By , 16, Contributor Originally Published: June 6, 1998 Revised: May 1, 2013

Guys, beware. If you get a girl pregnant, you have no legal say in what she decides to do.

Just ask Saddique Brown.

Saddique is a 19-year-old father of three living in Trenton, NJ. He goes to a community college and works at an appliance store, trying to help his mother and his kids get by.

Saddique made one mistake. He never used a condom.

“We were kids. We were just fooling around and I didn’t even think about using protection,” he says about his relationships with three different girls, who all became pregnant with his children.

Saddique was 16 years old when two girls he had been seeing both became pregnant with his children at the same time. A third girlfriend got pregnant about one year later.

When he found out the girls were pregnant, he and his mother called the girls’ parents and suggested the girls have an abortion or put the babies up for adoption. The girls’ parents said they believed abortion was wrong, according to Saddique and his mother, Linda Brown.

As for adoption, the girls’ parents said, “They made their bed, now let them lie in it,” Linda Brown says.

So, even though Saddique didn’t want the babies, he became a father. The law gives girls the right to make the final decision about a pregnancy. And it forces boys who father babies to help pay for them.

Guys, beware. If you get a girl pregnant, you have no legal say in what she decides to do.

Linda Brown knows her son made some mistakes, but she argues he should not have been forced to become a father.

“They were minors,” says Linda Brown. “It should have been up to me and the parents of the girls to make the right decisions for the kids. The guy’s family has no say.”

Saddique used to agree with his mother. They went to court several times to fight the judge’s orders that forced Saddique to help pay for each child. They lost.

But, after participating in a program called Operation Fatherhood in Trenton, Saddique understands that he must accept the responsibilities of fatherhood.

“It’s up to the woman,” he says. “She can do what she wants—the baby’s inside the mother.”

Saddique also understands that being a father means more than sending money. It means being part of his children’s lives. He tries to see each child about three or four times a month, but it’s tough. With work and school, he barely has time to be a dad.

“I do what I can, when I can,” he says. “My father wasn’t around, and I know the feeling. I want to be there, but I’m not really a father right now. I haven’t established the role.”

Guys, the important idea here is that if we want any say in the decision to have a baby, we had better deal with it before we have sex. If you are not ready to be a father, then use condoms every single time you have sex. Or, wait until you’re older to have sex.

□ □ □

What you will do:
Copy the article on teen fatherhood word for word from "Saddique made one" to "with his children.". You won't need the lines after the article to do anything here.

□ □ □

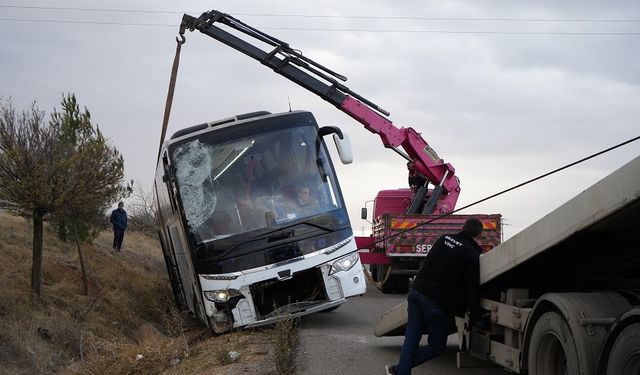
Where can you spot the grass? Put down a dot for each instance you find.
(284, 336)
(128, 313)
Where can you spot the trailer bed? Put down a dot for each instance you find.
(583, 244)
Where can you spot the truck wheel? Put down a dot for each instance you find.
(552, 349)
(625, 352)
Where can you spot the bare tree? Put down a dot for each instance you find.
(64, 168)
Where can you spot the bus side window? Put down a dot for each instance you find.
(169, 182)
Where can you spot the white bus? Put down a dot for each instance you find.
(253, 225)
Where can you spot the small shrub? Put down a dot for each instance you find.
(284, 336)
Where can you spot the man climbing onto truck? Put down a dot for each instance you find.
(446, 285)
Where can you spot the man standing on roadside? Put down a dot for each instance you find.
(446, 285)
(119, 222)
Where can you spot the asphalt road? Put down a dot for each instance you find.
(342, 342)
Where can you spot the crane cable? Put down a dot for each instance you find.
(388, 271)
(172, 85)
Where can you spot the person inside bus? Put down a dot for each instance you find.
(298, 203)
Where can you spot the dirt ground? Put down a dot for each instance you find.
(126, 324)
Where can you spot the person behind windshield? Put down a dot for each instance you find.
(297, 203)
(304, 197)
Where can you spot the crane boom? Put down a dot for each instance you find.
(327, 84)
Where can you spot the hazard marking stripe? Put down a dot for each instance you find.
(402, 224)
(489, 225)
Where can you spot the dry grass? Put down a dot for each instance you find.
(126, 325)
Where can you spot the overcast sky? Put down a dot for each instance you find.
(503, 90)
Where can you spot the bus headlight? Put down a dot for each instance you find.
(345, 263)
(222, 295)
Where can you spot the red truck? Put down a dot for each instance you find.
(400, 241)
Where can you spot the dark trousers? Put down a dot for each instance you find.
(424, 316)
(118, 237)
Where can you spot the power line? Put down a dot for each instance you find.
(614, 33)
(586, 20)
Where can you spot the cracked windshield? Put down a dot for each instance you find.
(252, 183)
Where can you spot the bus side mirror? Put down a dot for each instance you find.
(343, 145)
(344, 148)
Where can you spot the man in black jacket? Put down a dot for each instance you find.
(446, 285)
(119, 222)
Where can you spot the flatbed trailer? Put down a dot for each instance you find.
(564, 293)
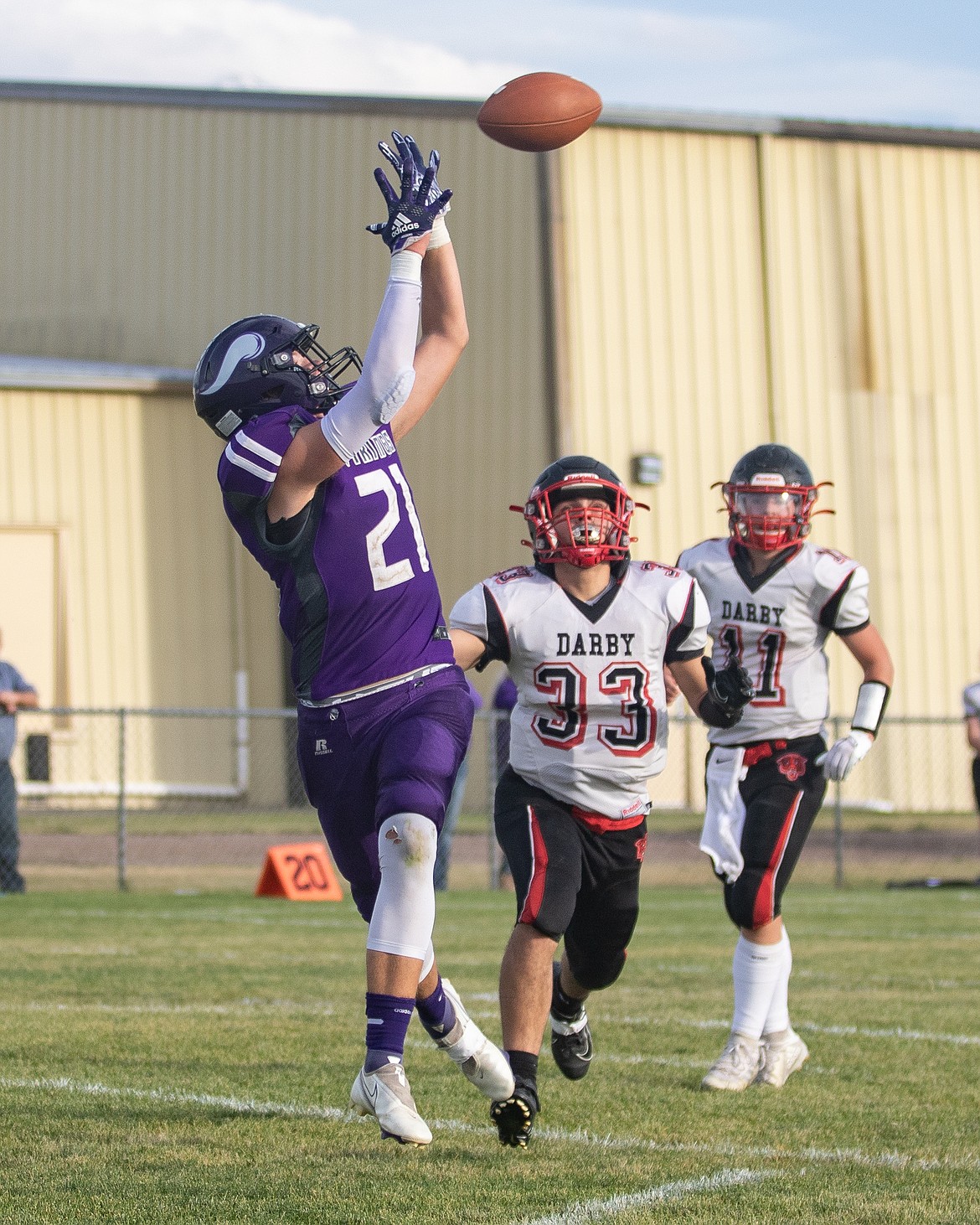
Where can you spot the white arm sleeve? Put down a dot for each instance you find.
(469, 612)
(387, 376)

□ □ □

Worked solution:
Saddique made one mistake. He never used a condom.

“We were kids. We were just fooling around and I didn’t even think about using protection,” he says about his relationships with three different girls, who all became pregnant with his children.